[START Source]

We went about a 1/4 of a mile from the Washington/Oregon stateline and visited Marilyn at Zerba Cellars Winery. Anybody who has ever ventured over to the stateline to buy petunias, pumpkins, garden ornaments, or even a Christmas tree may have run into Marilyn Zerba. She and her husband, Cecil have been involved in local agriculture for years. Marilyn reminded me of the day she was first starting the winery and came to visit me with their new wine consultant, Mark Retz. Of course I remembered! Before we tasted the wines, Marilyn gave us a tour of their new facility and cave built into a small hillside. A log cabin made of juniper will open this spring as their tasting room and they just put in their own bottling line! At this time there isn't a lot of wineries in the area with bottling lines. Not only has Zerba Cellars grown in such a short amount of time, but their wines are excellent!

[END Source]

Decide whether each statement below agrees with the Zerba Cellars passage, answering yes or no and quoting the words that settle it. 1. The winery sits about a quarter mile from the Washington/Oregon stateline. 2. The tasting room is already open in a juniper log cabin. 3. Many wineries in the area have their own bottling lines.

[START Data supplied]

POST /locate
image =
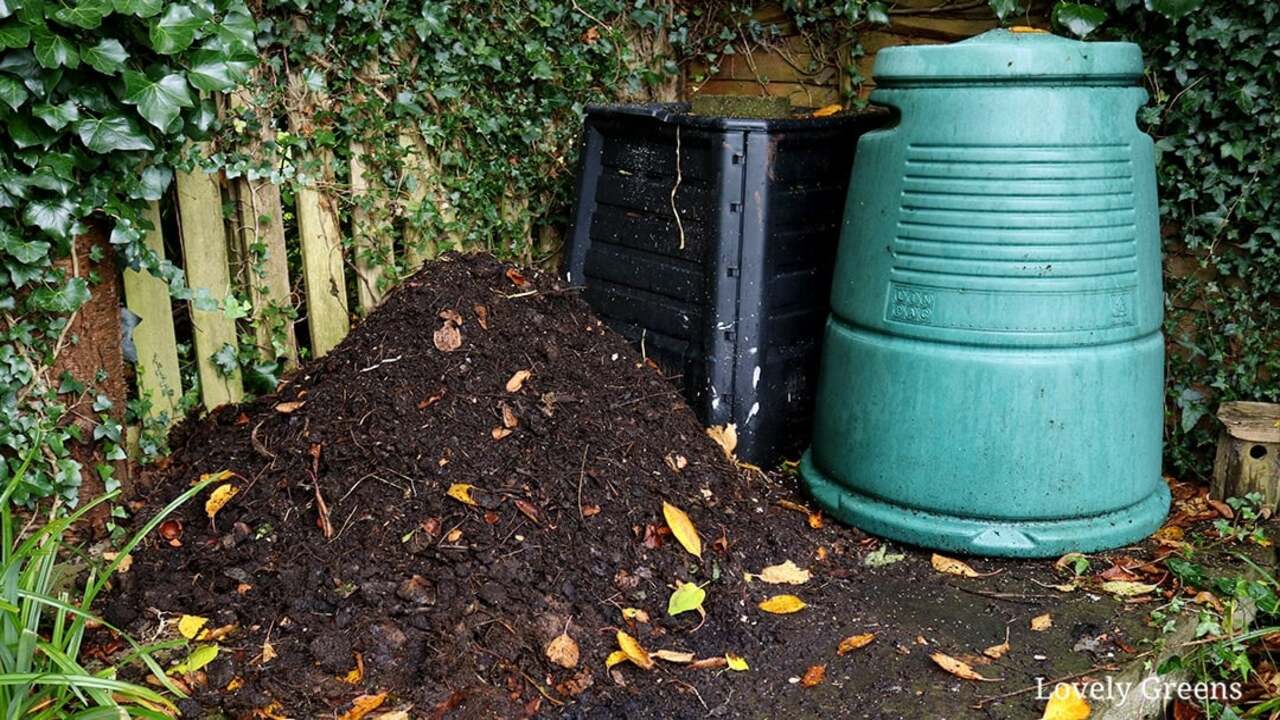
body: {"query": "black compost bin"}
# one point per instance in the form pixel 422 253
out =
pixel 732 297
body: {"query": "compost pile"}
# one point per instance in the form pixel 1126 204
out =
pixel 479 468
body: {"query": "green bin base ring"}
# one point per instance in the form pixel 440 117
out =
pixel 997 538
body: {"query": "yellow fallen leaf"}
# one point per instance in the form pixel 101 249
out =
pixel 218 499
pixel 673 656
pixel 682 528
pixel 190 625
pixel 951 566
pixel 854 642
pixel 517 381
pixel 635 654
pixel 782 605
pixel 785 574
pixel 726 437
pixel 959 669
pixel 562 651
pixel 1065 703
pixel 364 705
pixel 1125 588
pixel 461 492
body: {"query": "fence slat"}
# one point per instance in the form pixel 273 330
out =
pixel 154 338
pixel 320 238
pixel 204 245
pixel 261 233
pixel 373 246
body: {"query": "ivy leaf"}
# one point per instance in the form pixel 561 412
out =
pixel 13 92
pixel 113 132
pixel 1174 9
pixel 55 218
pixel 159 101
pixel 14 35
pixel 56 115
pixel 86 14
pixel 108 57
pixel 1004 8
pixel 1077 18
pixel 176 30
pixel 54 50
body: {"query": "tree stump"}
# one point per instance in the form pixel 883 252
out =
pixel 1248 452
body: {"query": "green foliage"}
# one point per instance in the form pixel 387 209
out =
pixel 97 99
pixel 46 601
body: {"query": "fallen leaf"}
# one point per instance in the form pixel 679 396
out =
pixel 944 564
pixel 562 651
pixel 726 437
pixel 682 528
pixel 686 597
pixel 635 654
pixel 673 656
pixel 190 625
pixel 814 675
pixel 1065 703
pixel 218 499
pixel 517 381
pixel 364 705
pixel 785 574
pixel 447 338
pixel 959 669
pixel 782 605
pixel 854 642
pixel 461 492
pixel 1127 588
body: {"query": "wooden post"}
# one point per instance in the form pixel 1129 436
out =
pixel 204 245
pixel 320 233
pixel 1248 452
pixel 369 237
pixel 147 297
pixel 260 218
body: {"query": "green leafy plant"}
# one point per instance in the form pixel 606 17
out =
pixel 45 611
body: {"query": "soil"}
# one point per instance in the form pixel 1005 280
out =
pixel 449 607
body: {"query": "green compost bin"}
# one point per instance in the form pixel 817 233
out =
pixel 992 370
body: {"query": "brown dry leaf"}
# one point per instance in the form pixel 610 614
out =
pixel 447 338
pixel 517 381
pixel 218 499
pixel 950 566
pixel 999 651
pixel 959 669
pixel 635 654
pixel 1065 703
pixel 673 656
pixel 785 574
pixel 462 493
pixel 726 437
pixel 854 642
pixel 782 605
pixel 562 651
pixel 364 705
pixel 814 675
pixel 682 528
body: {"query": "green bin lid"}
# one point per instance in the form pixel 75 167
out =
pixel 1010 55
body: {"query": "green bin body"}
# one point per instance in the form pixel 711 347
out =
pixel 992 369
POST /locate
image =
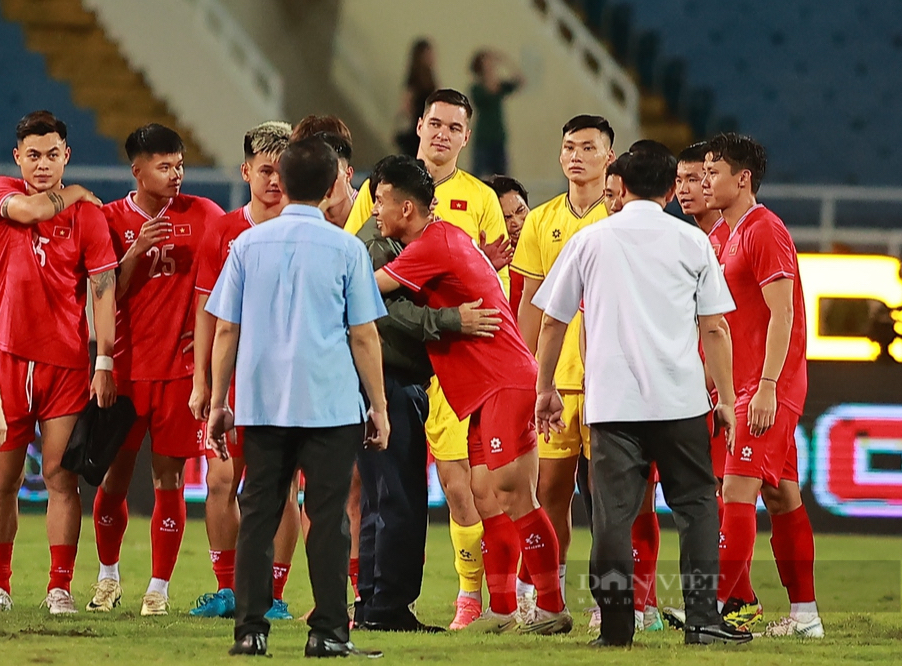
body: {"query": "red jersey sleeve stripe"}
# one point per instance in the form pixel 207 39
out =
pixel 776 276
pixel 101 269
pixel 407 283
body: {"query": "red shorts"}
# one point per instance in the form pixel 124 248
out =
pixel 503 428
pixel 773 456
pixel 34 392
pixel 162 408
pixel 718 447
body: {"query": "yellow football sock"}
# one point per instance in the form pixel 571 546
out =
pixel 467 542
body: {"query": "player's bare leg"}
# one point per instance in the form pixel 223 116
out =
pixel 110 522
pixel 354 499
pixel 12 473
pixel 466 535
pixel 735 595
pixel 557 483
pixel 522 526
pixel 792 542
pixel 167 526
pixel 284 545
pixel 63 513
pixel 221 519
pixel 646 535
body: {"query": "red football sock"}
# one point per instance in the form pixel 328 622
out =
pixel 737 543
pixel 646 542
pixel 793 546
pixel 719 509
pixel 541 554
pixel 110 521
pixel 353 574
pixel 500 552
pixel 224 568
pixel 62 564
pixel 167 525
pixel 279 579
pixel 6 566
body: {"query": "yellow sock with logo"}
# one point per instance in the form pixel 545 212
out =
pixel 467 542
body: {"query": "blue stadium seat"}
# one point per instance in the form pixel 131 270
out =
pixel 25 86
pixel 816 82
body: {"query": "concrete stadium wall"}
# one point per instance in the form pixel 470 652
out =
pixel 373 40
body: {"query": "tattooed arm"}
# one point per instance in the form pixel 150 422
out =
pixel 40 207
pixel 103 290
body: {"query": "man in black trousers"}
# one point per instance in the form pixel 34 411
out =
pixel 395 492
pixel 297 304
pixel 650 285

[END Data supplied]

#### The response:
1. Yes: "We went about a 1/4 of a mile from the Washington/Oregon stateline and visited Marilyn at Zerba Cellars Winery."
2. No: "A log cabin made of juniper will open this spring as their tasting room"
3. No: "At this time there isn't a lot of wineries in the area with bottling lines."